Top of Document passage
And voilà, top hits from blastx are coming from bacteria from CPR (I removed two hypothetical hits from this list):

Description Max score Total score Query cove E value Ident Accession
recA protein [Candidatus Peregrinibacteria bacterium GW2011_GWA2_47_7] 406 406 88% 2e-136 77% KKU79484.1
recombinase A, recombination protein RecA [Candidatus Peregrinibacteria bacterium GW2011_GWF2_39_17] 404 404 89% 8e-136 76% KKR09265.1
recombinase A, recombination protein RecA [Candidatus Peregrinibacteria bacterium GW2011_GWF2_43_17] 390 390 86% 3e-130 77% KKT02090.1
recA protein [Candidatus Peregrinibacteria bacterium GW2011_GWA2_43_8] 390 390 86% 3e-130 77% KKT19438.1
Protein RecA [Candidatus Peregrinibacteria bacterium GW2011_GWA2_38_36] 388 388 90% 2e-129 73% KKQ71843.1
Protein RecA [Candidatus Peregrinibacteria bacterium GW2011_GWA2_33_10] 387 387 88% 6e-129 75% KKP37897.1
recA protein, recombination protein RecA [Candidatus Peregrinibacteria bacterium GW2011_GWF2_38_29] 382 382 84% 2e-127 77% KKQ68511.1

I could have gone further (because I am not good at knowing when to stop), but I realized I should leave the rest of the fun to Ryan Bartelme to explore these bins deeper.
Bottom of Document passage
Top of Excerpted records
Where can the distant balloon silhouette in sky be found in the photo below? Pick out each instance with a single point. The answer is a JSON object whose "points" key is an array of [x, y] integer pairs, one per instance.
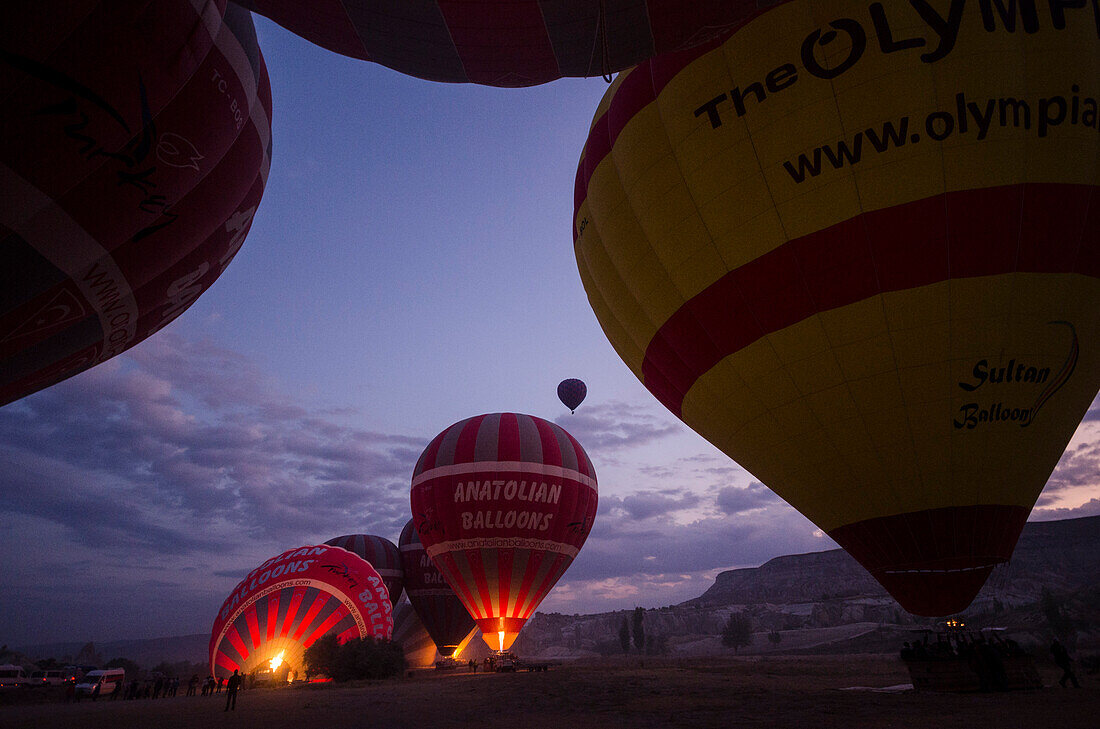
{"points": [[503, 504], [283, 606], [505, 42], [857, 247], [134, 145], [571, 393]]}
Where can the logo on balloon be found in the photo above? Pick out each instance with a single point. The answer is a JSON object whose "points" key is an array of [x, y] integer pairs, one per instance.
{"points": [[1014, 373], [177, 151]]}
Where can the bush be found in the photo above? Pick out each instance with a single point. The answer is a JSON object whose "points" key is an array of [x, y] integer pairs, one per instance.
{"points": [[364, 658]]}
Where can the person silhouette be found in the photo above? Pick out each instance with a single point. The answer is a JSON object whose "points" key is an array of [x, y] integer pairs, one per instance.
{"points": [[231, 687]]}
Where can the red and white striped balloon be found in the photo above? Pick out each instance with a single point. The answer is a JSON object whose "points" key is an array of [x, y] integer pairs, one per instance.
{"points": [[503, 503], [380, 553]]}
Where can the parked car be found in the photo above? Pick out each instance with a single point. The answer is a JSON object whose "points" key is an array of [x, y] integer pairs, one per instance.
{"points": [[48, 677], [106, 678]]}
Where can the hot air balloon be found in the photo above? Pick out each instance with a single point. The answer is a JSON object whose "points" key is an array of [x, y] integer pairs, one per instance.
{"points": [[503, 503], [134, 145], [438, 607], [571, 393], [505, 42], [283, 606], [417, 645], [857, 249], [382, 554]]}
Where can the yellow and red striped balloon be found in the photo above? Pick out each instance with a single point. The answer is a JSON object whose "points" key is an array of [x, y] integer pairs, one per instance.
{"points": [[503, 503], [856, 245]]}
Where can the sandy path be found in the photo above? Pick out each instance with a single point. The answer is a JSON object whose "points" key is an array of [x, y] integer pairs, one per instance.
{"points": [[778, 692]]}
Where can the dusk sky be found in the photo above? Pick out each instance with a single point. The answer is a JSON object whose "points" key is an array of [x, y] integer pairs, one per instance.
{"points": [[410, 265]]}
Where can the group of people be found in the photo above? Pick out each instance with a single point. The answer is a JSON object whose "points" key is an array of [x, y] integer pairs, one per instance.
{"points": [[961, 645], [987, 655]]}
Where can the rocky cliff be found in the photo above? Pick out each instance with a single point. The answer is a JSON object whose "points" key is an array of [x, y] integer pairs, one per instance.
{"points": [[812, 602]]}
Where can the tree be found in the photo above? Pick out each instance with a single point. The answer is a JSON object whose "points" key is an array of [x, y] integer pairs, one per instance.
{"points": [[639, 630], [364, 658], [738, 631]]}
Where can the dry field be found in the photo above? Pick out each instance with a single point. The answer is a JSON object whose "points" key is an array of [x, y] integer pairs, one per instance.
{"points": [[608, 694]]}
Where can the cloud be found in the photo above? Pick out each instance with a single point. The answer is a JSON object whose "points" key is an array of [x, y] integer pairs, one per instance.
{"points": [[1090, 508], [615, 426], [184, 448], [734, 499]]}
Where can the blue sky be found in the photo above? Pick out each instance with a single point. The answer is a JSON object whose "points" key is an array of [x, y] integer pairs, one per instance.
{"points": [[410, 265]]}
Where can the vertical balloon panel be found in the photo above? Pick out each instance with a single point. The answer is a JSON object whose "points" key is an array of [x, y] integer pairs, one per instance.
{"points": [[380, 553], [858, 251], [134, 147], [438, 607]]}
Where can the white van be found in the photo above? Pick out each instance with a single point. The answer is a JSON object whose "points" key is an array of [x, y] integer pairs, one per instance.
{"points": [[106, 678], [12, 675]]}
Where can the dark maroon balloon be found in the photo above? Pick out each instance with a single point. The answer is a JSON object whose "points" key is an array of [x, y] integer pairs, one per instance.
{"points": [[507, 42], [436, 604], [134, 145], [571, 393], [382, 554]]}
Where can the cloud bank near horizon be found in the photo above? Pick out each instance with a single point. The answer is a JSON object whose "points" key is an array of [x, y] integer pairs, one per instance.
{"points": [[162, 476]]}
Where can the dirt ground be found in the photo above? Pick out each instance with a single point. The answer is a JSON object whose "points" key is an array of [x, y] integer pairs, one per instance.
{"points": [[750, 692]]}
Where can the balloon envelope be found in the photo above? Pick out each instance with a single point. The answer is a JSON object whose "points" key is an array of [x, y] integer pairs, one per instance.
{"points": [[283, 606], [854, 256], [413, 637], [380, 553], [504, 42], [571, 393], [503, 503], [134, 145], [439, 608]]}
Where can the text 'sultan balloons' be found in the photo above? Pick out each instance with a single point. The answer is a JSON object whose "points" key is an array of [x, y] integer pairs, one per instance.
{"points": [[283, 606], [503, 503], [571, 393], [505, 42], [440, 610], [134, 145], [856, 246], [382, 554]]}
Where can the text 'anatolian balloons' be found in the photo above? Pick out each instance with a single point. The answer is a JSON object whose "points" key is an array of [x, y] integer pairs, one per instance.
{"points": [[134, 146], [571, 393], [503, 503], [283, 606], [505, 42], [856, 246]]}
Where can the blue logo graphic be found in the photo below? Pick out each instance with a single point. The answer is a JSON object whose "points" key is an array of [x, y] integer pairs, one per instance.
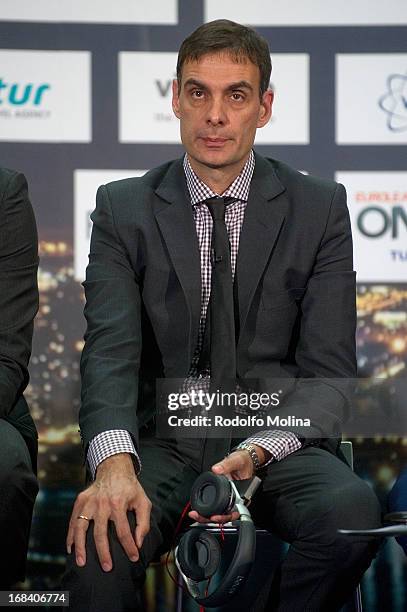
{"points": [[19, 95], [394, 102]]}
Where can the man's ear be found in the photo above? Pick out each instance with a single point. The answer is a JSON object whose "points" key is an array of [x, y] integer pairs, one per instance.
{"points": [[175, 98], [266, 105]]}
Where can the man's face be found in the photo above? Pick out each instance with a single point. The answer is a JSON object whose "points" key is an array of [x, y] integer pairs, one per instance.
{"points": [[219, 108]]}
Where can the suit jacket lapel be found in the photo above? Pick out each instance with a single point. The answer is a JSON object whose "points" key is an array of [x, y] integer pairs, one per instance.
{"points": [[261, 226], [174, 215]]}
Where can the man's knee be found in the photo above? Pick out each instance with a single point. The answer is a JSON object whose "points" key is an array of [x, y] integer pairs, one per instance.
{"points": [[352, 505], [93, 589]]}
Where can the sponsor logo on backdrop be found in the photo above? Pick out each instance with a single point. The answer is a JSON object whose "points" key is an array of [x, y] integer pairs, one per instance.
{"points": [[310, 13], [86, 183], [45, 96], [378, 210], [394, 102], [89, 11], [23, 99], [145, 91], [371, 98]]}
Bottom of Excerpted records
**Problem requirements**
Resume the post on the RecA blastx hits from CPR bacteria, picking up right after its last sentence.

**Answer box**
I am not going into the details here right now, but if you did your metagenomic binning using another tool, you still can use anvi’o to do what is described here by generating a contigs database for your FASTA file, and using anvi-import-collection program to create a collection in it, and link contig names to bin IDs.

Final Words (tl;dr)

Tom, again, was very supportive of my decision to write this, and I thank him for making sure my expectations are set properly:

Blogs are blogs, Meren .. people don't even read papers.
Tom O. Delmont

I understand if you just clicked a link to get here and jumped to the end because you are as busy as the scientist next to you. So here are a couple of points I made in this post:

  • The phylogeny of CPR genomes shows something extraordinary. They are truly unusual, and deserve all the buzz.
  • What we have seen so far is likely the tip of the iceberg, and it is safe to assume we will see much more soon.
  • It seems we can predict CPR genomes among draft genome bins from shotgun metagenomes almost instantly using single-copy genes.
  • They are not specific to systems Banfield studied, and their recovery is not limited to her group. Daan Speth and his colleagues have found them. I saw on Twitter that Jen Biddle has found them, too. Although we didn’t know it before, our new classifier showed us that Ryan Bartelme and Ryan Newton’s biofilter has them as well! Now everyone knows that they do exist, more people will be looking for them. I think more light will be shed on these new clades pretty fast, and we will be humbled even further by the extent of diversity life managed to create on this planet.

These are definitely exciting times.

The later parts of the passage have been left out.